BEGIN

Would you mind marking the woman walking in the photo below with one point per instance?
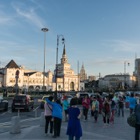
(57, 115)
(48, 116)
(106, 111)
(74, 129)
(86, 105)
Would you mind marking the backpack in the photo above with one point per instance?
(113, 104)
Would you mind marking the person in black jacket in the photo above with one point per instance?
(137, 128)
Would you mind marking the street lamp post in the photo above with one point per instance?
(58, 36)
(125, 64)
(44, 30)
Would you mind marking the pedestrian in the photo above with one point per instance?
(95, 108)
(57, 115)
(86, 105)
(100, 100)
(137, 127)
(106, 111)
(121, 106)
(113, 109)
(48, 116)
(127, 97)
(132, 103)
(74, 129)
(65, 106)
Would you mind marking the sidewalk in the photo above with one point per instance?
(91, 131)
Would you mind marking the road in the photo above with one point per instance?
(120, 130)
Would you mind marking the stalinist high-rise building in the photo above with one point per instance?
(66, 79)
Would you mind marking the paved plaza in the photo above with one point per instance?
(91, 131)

END
BEGIN

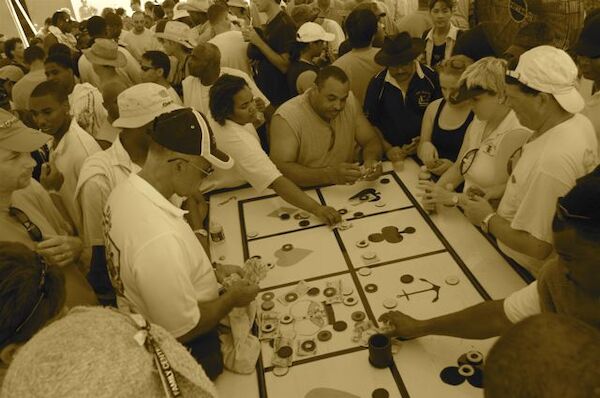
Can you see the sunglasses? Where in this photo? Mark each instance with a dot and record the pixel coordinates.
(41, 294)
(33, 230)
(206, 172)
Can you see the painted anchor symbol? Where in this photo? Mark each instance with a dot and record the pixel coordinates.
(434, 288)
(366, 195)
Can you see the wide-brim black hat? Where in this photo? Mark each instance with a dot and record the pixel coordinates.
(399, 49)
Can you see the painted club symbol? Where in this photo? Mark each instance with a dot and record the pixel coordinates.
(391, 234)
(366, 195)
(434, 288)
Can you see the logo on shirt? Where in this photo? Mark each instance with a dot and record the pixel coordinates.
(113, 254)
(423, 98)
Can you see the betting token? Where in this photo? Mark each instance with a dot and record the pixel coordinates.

END
BEGIN

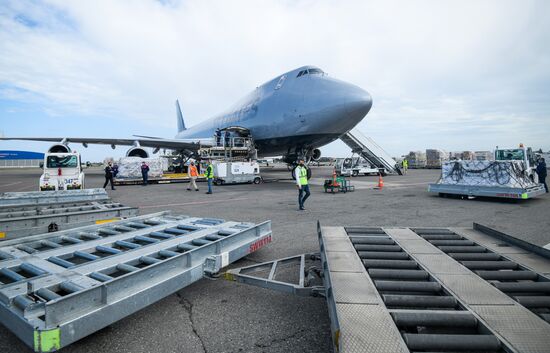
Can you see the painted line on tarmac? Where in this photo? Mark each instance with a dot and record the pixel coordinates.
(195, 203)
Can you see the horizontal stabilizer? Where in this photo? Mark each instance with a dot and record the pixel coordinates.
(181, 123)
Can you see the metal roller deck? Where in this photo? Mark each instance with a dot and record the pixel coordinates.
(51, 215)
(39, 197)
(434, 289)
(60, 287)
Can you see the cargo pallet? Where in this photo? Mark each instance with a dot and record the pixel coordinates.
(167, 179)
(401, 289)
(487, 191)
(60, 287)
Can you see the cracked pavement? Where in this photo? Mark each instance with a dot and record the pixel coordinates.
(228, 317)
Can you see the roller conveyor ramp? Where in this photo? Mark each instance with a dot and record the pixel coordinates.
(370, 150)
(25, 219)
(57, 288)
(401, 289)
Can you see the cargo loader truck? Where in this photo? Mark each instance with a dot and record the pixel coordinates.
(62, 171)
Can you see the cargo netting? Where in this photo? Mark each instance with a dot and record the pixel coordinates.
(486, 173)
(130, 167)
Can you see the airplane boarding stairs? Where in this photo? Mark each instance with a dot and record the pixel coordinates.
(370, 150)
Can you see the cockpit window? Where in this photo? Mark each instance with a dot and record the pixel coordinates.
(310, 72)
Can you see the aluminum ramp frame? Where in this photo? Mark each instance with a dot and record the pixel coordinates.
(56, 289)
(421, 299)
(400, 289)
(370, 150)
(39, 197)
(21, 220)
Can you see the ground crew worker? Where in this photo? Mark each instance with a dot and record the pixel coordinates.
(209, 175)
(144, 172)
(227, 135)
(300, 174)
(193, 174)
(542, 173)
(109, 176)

END

Work order
Within the material above, output exactly the lines from the one with "Can you see the painted anchor" through the one with "Can you see the betting", end lines included, and nothing besides.

Reply
Can you see the painted anchor symbol? Where in this photo? Mark each instance with a dot and record the pixel coordinates.
(434, 288)
(366, 195)
Can you see the wide-brim black hat? Where in this photo? Mark each instance with a dot and record the pixel coordinates.
(399, 49)
Can you see the painted club symbol? Where in this photo? Mark each instance with a dot and record the pixel coordinates.
(391, 234)
(366, 195)
(434, 288)
Can you see the logo on shirt? Where in this photo? Mark each instance with a dot and record the pixel coordinates.
(113, 254)
(423, 98)
Can you see the betting token? Where in this photo? Mark each instance with a dot and record the pixel coordinates.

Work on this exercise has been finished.